AIM OF THE TASK »
In the material below, reproduce without any changes the part that opens with the line containing "# mark one dot per instance, written like column 279, row" and closes with the line containing "Target: balcony".

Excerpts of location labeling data
>>>>>

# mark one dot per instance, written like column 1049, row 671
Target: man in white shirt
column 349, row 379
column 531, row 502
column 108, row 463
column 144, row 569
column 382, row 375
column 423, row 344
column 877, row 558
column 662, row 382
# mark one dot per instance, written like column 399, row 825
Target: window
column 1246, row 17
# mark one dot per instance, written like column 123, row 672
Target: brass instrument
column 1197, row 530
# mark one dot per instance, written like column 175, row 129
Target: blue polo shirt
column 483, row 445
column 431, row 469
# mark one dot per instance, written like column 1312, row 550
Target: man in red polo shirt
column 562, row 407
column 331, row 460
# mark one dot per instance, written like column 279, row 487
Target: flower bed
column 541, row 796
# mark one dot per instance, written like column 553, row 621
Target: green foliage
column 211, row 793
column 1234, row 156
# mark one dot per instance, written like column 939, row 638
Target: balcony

<<<<<
>>>>>

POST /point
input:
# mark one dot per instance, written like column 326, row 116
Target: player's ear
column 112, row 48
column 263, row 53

<<<<<

ANSWER FOR THIS EXERCISE »
# mark one dot per instance, written like column 279, row 487
Target: flower bed
column 541, row 796
# mark one dot per instance, written like column 553, row 621
Target: green foliage
column 211, row 793
column 1234, row 156
# mark one dot per instance, written like column 939, row 638
Target: balcony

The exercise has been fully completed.